**Section du texte:**
+--
S’IL Y A un domaine où tradition et modernité sont confusément définies, c’est bien celui du théâtre au Mali. Car autant le théâtre traditionnel a des contours et une forme très précis, autant le théâtre d’aujourd’hui est imprécis. Qu’est-ce que le théâtre d’aujourd’hui ? Quelles sont les ambitions des nombreuses expériences dans le domaine de La création théâtrale ? Noir !
Quand les Bambara parlent de théâtre, ils disent « Nyogolon » ou « Nyogondon » (ce qui signifie « se connaître les uns les autres »). Ce mot désigne un jeu dramatique global où danses, chants, musique et acrobaties se mêlent. L’élément le plus important du Nyogolon est la fête, une fête de rencontre où les acteurs et les spectateurs jouent tous les rôles, lesquels, pour mieux s’interchanger, n’ont pas été définis ou plus exactement sont indéfinissables.
La forme de langage que l’on peut repérer dans le Nyogolon et qui correspondrait au théâtre occidental est le « Kotéba », sorte de miroir de la communauté qui, pat la parole, met sur la place du village les maux de la société. Les acteurs du Kotéba (Kotédens c’est-àdire les enfants du Kotéba) maîtrisent la parole et l’humour et surtout les techniques de l’improvisation : les personnages mis en scène sont dessinés par le thème du jeu (le cocu, le marabout trompeur, la femme adultère, etc.). La mise en scène du Kotéba prévoit toujours un meneur de jeu qui est en quelque sorte le metteur en scène : il est musicien, il donne la parole, relance le jeu en introduisant un nouveau thème dès qu’il sent tomber le rythme du premier.
Le Kotéba se déroule en cercles dont le point de départ est le meneur de jeu. Les musiciens, en file indienne derrière lui, sont suivis des Kotédens. Les spectateurs arrivés sur la place par petits groupes se mettent dans la file. Le meneur de jeu anime cette foule en tournant en rond, décrivant un premier cercle avec derrière lui tous les musiciens. Un deuxième cercle est formé par les Kotédens. Un, deux, ou trois cercles selon le nombre de spectateurs peuvent se former. Ces trois corps (musiciens, Kotédens, spectateurs) s’installent et occupent la scène en cercles configurant une sorte d’escargot (Kotéba veut dire en bambara « le grand escargot » ).
Cette mise en scène du Kotéba est en fait un jeu où comédiens et spectateurs, c’est-à-dire « espace de jeu » et « espace de regard » sont très proches voire confondus. La règle évidente du jeu est, dès lors, une improvisation permanente des uns et des autres : le Kotéden provoque le spectateur qui, à son tour, aiguillonne le comédien. Le tempo de l’action dramatique est soutenu par les chants et les danses des musiciens.
Dans le Kotéba, il n’y a ni texte ni décor théâtral. Les situations jouées sur la place du village (scène publique de toutes Les fêtes) dans leur fugacité retracent des moments réels et peignent des personnes connues, présentes ou absentes, tout en dédramatisant les antagonismes et les conflits : la « victime » et les autres membres de la société sont remis face à face et la dérision est poussée à son paroxysme. Le Kotéba est un théâtre de « retour au vécu » non pas pour prévoir l’avenir, mais pour réconcilier le présent et Le passé et créer le spectacle.
+--
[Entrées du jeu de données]
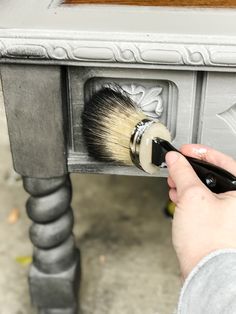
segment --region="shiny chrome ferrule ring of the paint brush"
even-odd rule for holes
[[[156,123],[156,121],[151,119],[143,119],[138,124],[136,124],[131,137],[130,137],[130,158],[134,165],[138,167],[139,169],[142,169],[141,163],[140,163],[140,143],[142,140],[142,136],[145,132],[145,130],[153,123]]]

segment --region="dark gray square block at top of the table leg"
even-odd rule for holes
[[[59,67],[1,65],[14,167],[23,176],[66,173]]]

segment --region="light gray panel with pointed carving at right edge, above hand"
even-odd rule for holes
[[[204,86],[198,141],[236,158],[236,73],[208,73]]]

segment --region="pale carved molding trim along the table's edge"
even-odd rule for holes
[[[57,35],[57,36],[56,36]],[[0,32],[0,60],[36,59],[187,66],[236,66],[235,38]],[[105,38],[105,39],[104,39]],[[116,38],[116,39],[114,39]],[[165,38],[165,39],[163,39]],[[194,40],[196,42],[194,42]]]

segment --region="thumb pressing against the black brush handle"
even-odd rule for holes
[[[190,163],[180,153],[171,151],[166,154],[169,175],[174,181],[178,195],[182,195],[189,187],[204,187]]]

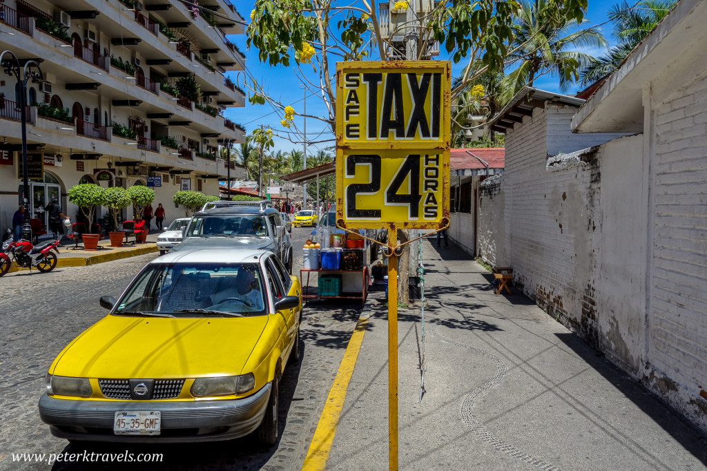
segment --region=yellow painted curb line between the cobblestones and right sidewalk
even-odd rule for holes
[[[324,470],[327,466],[327,458],[329,458],[329,450],[332,449],[332,441],[334,434],[337,432],[339,424],[339,415],[344,407],[344,399],[346,399],[346,388],[349,386],[351,374],[354,373],[358,351],[361,351],[361,343],[363,342],[363,334],[366,333],[366,325],[368,324],[368,315],[364,318],[358,318],[356,329],[351,334],[349,345],[344,352],[344,359],[341,360],[339,371],[334,378],[334,384],[329,390],[327,403],[324,405],[324,410],[319,418],[319,424],[314,432],[312,443],[310,443],[307,458],[302,465],[302,469],[306,471]]]

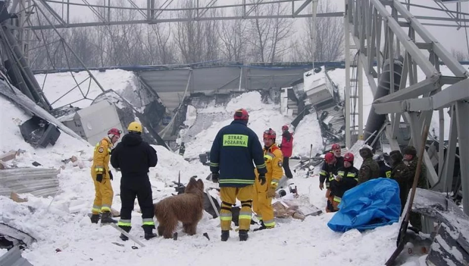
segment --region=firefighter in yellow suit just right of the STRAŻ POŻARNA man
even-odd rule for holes
[[[274,209],[272,208],[272,199],[275,197],[278,181],[283,175],[282,159],[284,156],[275,144],[276,133],[268,129],[263,134],[264,139],[264,161],[267,167],[266,183],[261,185],[259,179],[256,179],[254,185],[255,197],[252,202],[257,219],[261,222],[259,228],[254,231],[271,229],[275,227]],[[259,173],[256,171],[256,176]]]

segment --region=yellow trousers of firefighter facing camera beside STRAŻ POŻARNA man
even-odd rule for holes
[[[254,184],[256,197],[252,202],[256,218],[264,222],[267,228],[275,227],[274,208],[272,207],[272,198],[267,197],[267,188],[270,182],[261,185],[258,181]]]

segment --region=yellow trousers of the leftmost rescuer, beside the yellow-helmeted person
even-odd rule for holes
[[[93,179],[95,190],[92,213],[99,214],[103,211],[111,211],[114,191],[109,174],[104,175],[101,182],[96,181],[96,177],[93,177],[93,174],[91,178]]]

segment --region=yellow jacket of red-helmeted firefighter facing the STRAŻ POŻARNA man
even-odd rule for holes
[[[277,144],[275,143],[272,146],[270,146],[269,149],[266,149],[266,147],[264,147],[263,151],[264,151],[264,161],[266,163],[266,168],[267,168],[266,183],[264,184],[264,186],[265,186],[265,191],[267,191],[267,188],[271,184],[277,185],[280,178],[282,178],[283,155],[282,155],[282,151],[278,148]],[[255,170],[255,173],[256,173],[256,186],[260,186],[259,179],[257,178],[259,176],[257,169]]]

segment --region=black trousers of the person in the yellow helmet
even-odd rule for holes
[[[150,180],[143,184],[127,185],[124,182],[120,184],[120,201],[122,207],[120,208],[120,219],[130,220],[132,217],[132,210],[137,197],[138,205],[142,211],[142,219],[153,218],[155,215],[153,208],[153,193]]]

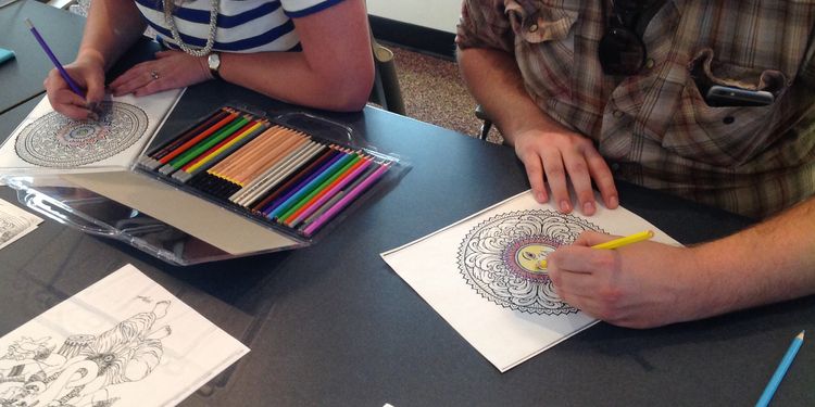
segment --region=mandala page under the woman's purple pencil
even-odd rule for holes
[[[99,104],[98,120],[65,117],[43,97],[0,148],[2,174],[129,168],[183,92],[108,96]]]

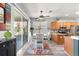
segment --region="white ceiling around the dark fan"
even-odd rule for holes
[[[17,5],[29,17],[38,17],[43,10],[43,15],[51,17],[79,18],[79,3],[18,3]],[[51,13],[49,13],[50,10],[52,10]]]

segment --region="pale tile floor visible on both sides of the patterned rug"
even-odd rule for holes
[[[57,45],[55,42],[51,42],[51,41],[48,41],[48,43],[51,46],[52,53],[47,54],[47,55],[49,55],[49,56],[67,56],[66,52],[64,51],[63,45]],[[28,56],[29,54],[27,54],[27,46],[28,46],[28,43],[25,44],[25,46],[19,50],[19,52],[17,53],[17,56]]]

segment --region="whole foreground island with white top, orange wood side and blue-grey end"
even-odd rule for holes
[[[79,56],[79,37],[65,36],[64,49],[68,55]]]

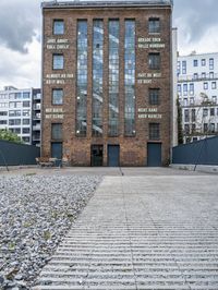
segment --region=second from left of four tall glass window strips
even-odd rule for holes
[[[93,136],[102,136],[104,21],[93,22]]]

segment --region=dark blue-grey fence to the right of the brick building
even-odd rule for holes
[[[218,136],[173,147],[172,164],[218,165]]]

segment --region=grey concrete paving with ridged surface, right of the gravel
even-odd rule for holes
[[[217,290],[217,176],[105,177],[33,289]]]

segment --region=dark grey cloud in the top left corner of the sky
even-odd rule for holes
[[[11,50],[27,53],[40,28],[40,1],[0,1],[0,41]]]

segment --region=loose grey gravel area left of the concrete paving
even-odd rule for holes
[[[0,289],[29,289],[101,178],[0,177]]]

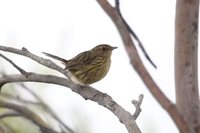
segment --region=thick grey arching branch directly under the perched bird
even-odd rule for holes
[[[99,105],[104,106],[113,112],[119,120],[126,126],[130,133],[140,133],[133,116],[117,104],[109,95],[102,93],[90,86],[83,86],[70,82],[66,78],[61,78],[53,75],[42,75],[30,73],[28,77],[20,74],[4,75],[0,77],[0,84],[13,83],[13,82],[42,82],[57,84],[69,87],[73,92],[81,95],[84,99],[97,102]]]

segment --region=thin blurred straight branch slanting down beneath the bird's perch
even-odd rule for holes
[[[21,86],[28,91],[32,96],[35,97],[35,99],[41,104],[41,106],[43,106],[48,113],[50,113],[52,115],[52,117],[54,119],[56,119],[61,126],[63,126],[67,131],[69,131],[70,133],[75,133],[71,128],[69,128],[57,115],[56,113],[34,92],[32,91],[30,88],[28,88],[24,83],[21,84]]]

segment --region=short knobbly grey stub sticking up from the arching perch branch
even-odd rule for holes
[[[138,101],[132,100],[132,104],[135,106],[135,109],[136,109],[135,113],[133,114],[133,117],[135,118],[135,120],[137,119],[137,117],[140,115],[140,112],[142,111],[140,107],[141,107],[143,98],[144,98],[144,95],[140,94]]]

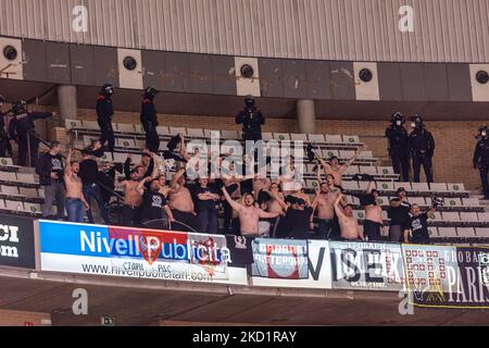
+--
**À faire:** Recopiez à l'identique le passage du texte sur le théâtre au Mali situé entre « Quand les Bambara » et « exactement sont indéfinissables. », ces deux bornes comprises. Le matériel n'a aucun rôle à jouer ici.

**Corrigé de l'exercice:**
Quand les Bambara parlent de théâtre, ils disent « Nyogolon » ou « Nyogondon » (ce qui signifie « se connaître les uns les autres »). Ce mot désigne un jeu dramatique global où danses, chants, musique et acrobaties se mêlent. L’élément le plus important du Nyogolon est la fête, une fête de rencontre où les acteurs et les spectateurs jouent tous les rôles, lesquels, pour mieux s’interchanger, n’ont pas été définis ou plus exactement sont indéfinissables.